» Problem statement: Starting with the line containing "Each <instance> block lists" and going on through the line containing "box: [632, 768, 885, 1011]", rename "clicks" to "points" and give those lines again with nothing else changed.

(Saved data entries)
::::
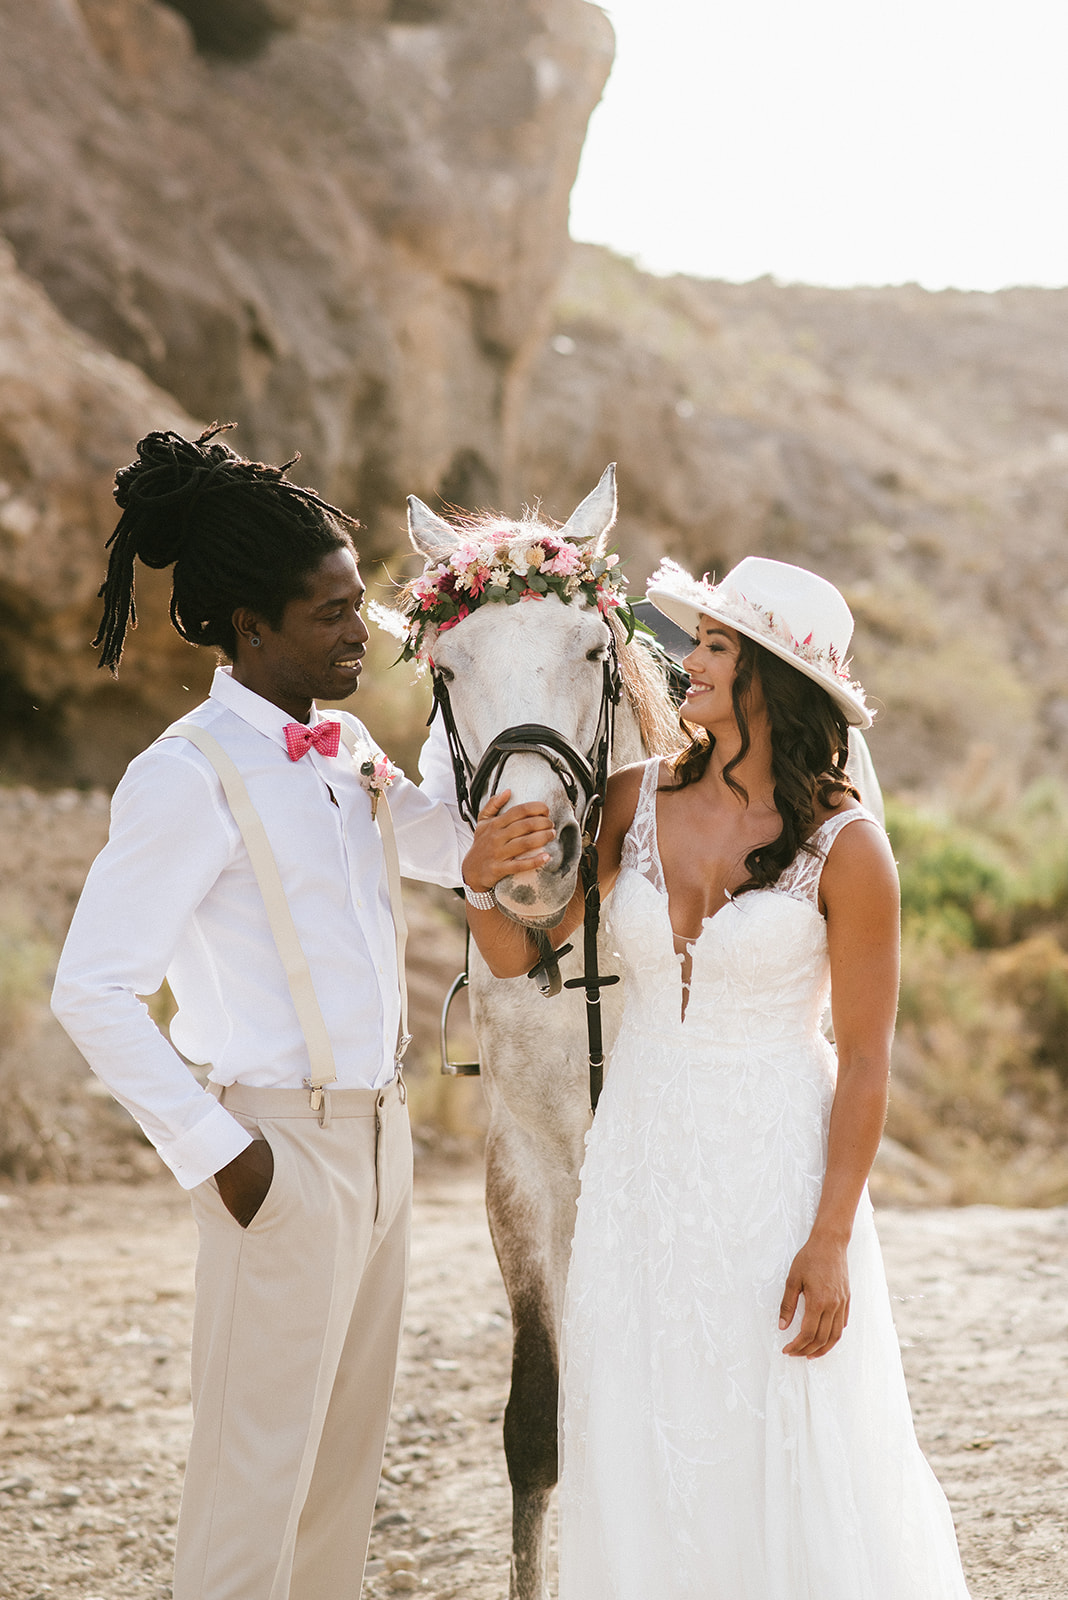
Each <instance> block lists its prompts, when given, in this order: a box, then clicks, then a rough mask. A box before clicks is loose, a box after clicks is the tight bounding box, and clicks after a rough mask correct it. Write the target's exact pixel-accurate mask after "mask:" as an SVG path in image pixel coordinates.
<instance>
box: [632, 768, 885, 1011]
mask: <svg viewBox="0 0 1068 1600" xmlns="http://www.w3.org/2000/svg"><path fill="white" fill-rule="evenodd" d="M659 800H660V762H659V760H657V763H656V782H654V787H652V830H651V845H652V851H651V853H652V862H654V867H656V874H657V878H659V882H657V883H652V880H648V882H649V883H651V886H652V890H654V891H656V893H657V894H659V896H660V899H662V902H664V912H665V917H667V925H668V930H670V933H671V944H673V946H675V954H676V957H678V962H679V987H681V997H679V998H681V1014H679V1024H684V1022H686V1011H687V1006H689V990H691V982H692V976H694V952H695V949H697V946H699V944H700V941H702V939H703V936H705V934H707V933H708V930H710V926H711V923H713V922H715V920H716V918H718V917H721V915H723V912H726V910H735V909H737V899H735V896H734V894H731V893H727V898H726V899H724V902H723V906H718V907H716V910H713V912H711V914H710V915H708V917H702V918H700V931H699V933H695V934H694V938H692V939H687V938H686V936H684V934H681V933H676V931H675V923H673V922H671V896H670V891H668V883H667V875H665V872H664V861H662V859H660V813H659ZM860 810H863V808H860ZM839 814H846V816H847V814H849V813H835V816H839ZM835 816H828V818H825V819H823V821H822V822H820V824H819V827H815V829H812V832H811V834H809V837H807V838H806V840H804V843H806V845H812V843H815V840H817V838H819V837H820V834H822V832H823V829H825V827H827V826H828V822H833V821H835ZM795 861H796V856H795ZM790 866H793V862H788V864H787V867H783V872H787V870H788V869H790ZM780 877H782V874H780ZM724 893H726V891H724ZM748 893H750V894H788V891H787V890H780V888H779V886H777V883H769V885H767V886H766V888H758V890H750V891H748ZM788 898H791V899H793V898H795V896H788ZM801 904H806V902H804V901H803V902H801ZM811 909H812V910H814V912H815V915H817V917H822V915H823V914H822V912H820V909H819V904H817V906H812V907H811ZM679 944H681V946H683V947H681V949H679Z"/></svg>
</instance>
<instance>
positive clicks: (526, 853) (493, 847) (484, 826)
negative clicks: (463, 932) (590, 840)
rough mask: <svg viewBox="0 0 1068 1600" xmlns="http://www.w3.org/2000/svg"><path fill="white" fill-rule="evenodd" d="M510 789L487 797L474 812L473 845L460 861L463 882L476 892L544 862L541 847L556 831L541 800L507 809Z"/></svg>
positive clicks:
::::
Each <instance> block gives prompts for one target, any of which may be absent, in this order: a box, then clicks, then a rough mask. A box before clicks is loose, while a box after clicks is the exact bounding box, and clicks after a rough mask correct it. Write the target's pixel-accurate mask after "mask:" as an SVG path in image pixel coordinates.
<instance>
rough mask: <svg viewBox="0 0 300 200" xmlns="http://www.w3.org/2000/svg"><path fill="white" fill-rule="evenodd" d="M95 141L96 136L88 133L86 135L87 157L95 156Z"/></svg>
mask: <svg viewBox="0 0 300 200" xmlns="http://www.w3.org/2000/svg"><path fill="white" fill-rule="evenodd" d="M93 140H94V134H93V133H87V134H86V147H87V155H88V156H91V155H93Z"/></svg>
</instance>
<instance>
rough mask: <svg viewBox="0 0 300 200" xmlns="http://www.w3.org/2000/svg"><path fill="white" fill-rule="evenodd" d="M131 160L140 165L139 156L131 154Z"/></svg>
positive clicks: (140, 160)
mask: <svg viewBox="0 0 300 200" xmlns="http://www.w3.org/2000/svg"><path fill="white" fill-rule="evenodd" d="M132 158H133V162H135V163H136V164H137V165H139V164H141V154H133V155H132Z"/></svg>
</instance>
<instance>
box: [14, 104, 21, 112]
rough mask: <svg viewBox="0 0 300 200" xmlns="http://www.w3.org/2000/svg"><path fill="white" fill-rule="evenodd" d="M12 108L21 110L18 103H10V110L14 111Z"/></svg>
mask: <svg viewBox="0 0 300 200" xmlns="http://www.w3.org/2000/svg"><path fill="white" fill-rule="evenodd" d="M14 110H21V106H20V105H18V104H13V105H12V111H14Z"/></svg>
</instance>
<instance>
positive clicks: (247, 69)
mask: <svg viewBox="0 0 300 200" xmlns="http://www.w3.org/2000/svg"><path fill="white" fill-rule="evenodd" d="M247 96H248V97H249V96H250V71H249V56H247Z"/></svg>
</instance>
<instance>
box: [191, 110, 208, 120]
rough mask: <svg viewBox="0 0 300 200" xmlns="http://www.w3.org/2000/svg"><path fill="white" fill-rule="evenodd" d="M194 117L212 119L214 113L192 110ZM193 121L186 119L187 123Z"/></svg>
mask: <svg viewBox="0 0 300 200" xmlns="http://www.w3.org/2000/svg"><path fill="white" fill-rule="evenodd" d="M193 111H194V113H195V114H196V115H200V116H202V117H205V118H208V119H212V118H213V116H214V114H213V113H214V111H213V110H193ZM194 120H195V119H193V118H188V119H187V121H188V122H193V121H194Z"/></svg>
::::
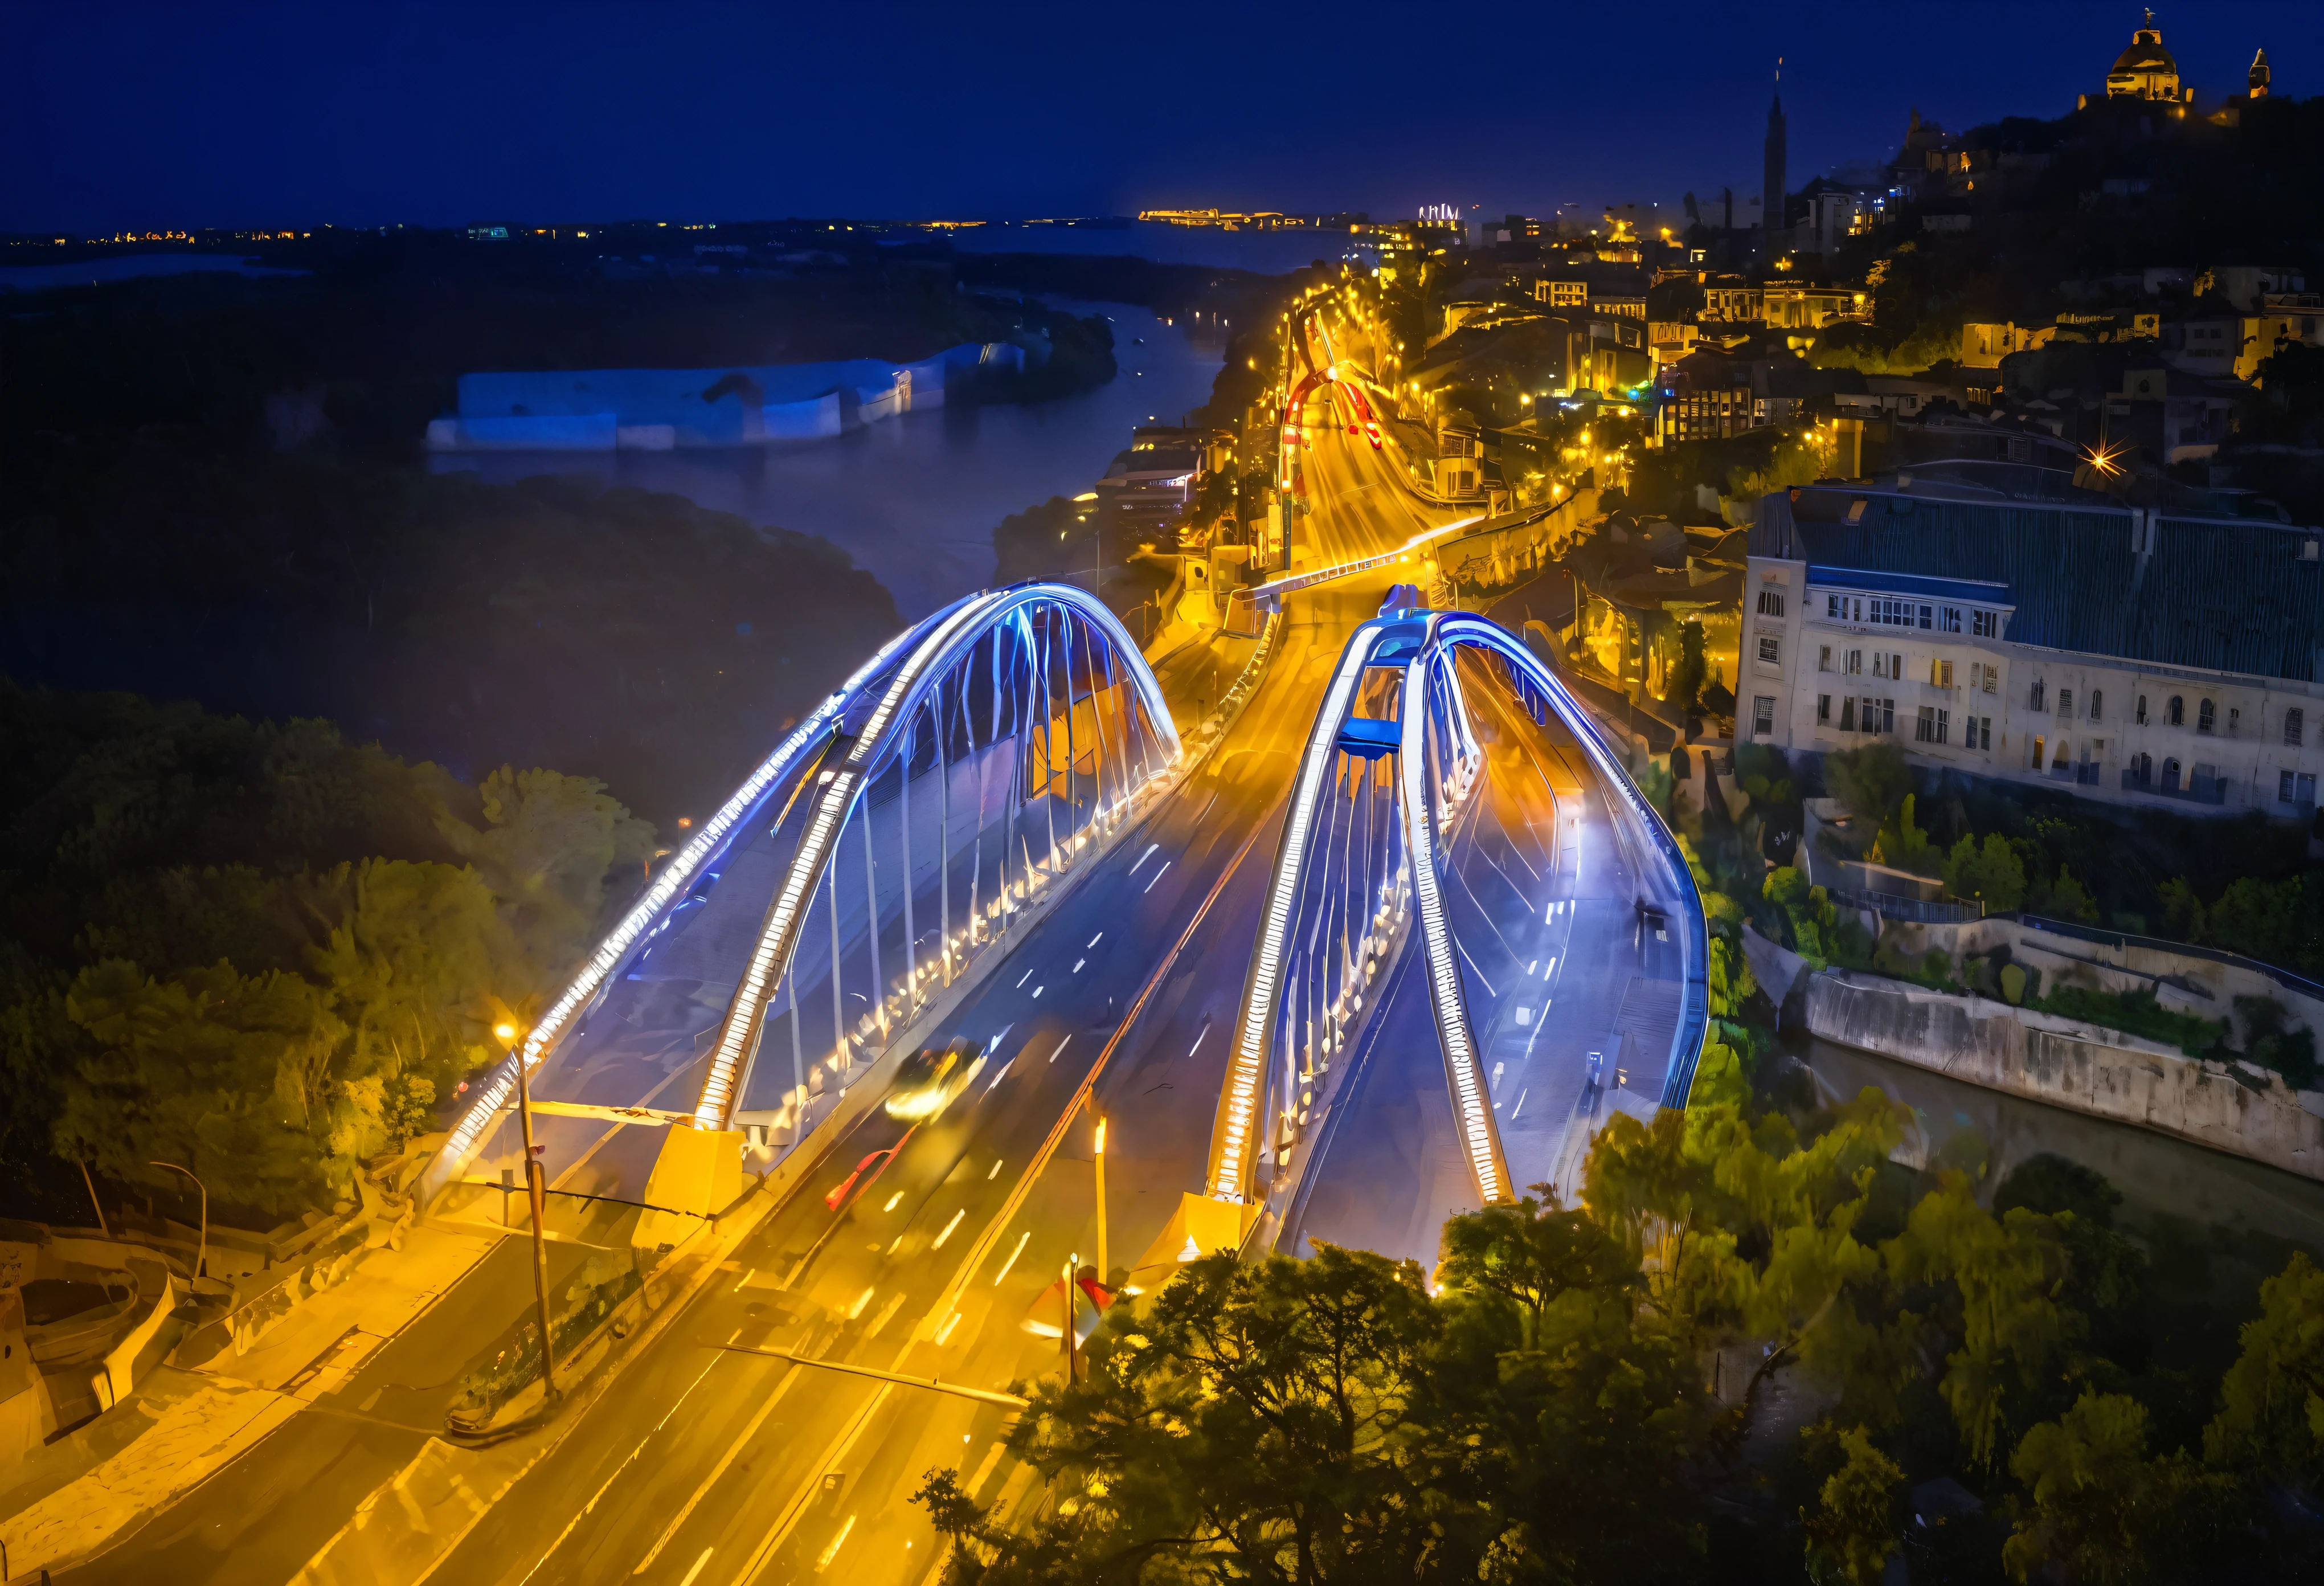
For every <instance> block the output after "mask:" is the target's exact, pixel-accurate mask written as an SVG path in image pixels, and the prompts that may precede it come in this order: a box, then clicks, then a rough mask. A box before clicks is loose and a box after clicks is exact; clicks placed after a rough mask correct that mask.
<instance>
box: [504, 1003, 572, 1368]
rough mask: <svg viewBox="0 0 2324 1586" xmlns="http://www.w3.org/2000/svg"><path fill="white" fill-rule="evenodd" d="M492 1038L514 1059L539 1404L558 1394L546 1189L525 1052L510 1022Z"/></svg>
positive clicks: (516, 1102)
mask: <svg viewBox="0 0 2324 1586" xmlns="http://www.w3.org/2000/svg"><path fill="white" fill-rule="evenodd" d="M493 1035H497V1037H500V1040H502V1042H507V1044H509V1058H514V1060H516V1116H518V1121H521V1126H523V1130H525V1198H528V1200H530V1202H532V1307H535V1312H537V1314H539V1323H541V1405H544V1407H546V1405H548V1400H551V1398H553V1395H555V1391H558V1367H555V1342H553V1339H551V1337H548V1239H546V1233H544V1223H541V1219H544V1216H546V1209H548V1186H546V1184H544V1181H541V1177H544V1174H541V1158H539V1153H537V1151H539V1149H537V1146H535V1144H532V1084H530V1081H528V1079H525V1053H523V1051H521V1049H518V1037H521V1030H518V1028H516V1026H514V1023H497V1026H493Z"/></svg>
::::
» Reply to the task:
Each <instance> block lists its prompts, when given, in this order: a box, then points, then a rough mask. A box before points is loose, a box after points is the tight bounding box, and points after a rough mask correct it. Write the target's exact pixel-accurate mask after "mask:" as an SVG path in image pixel coordinates.
<instance>
box: [632, 768, 885, 1011]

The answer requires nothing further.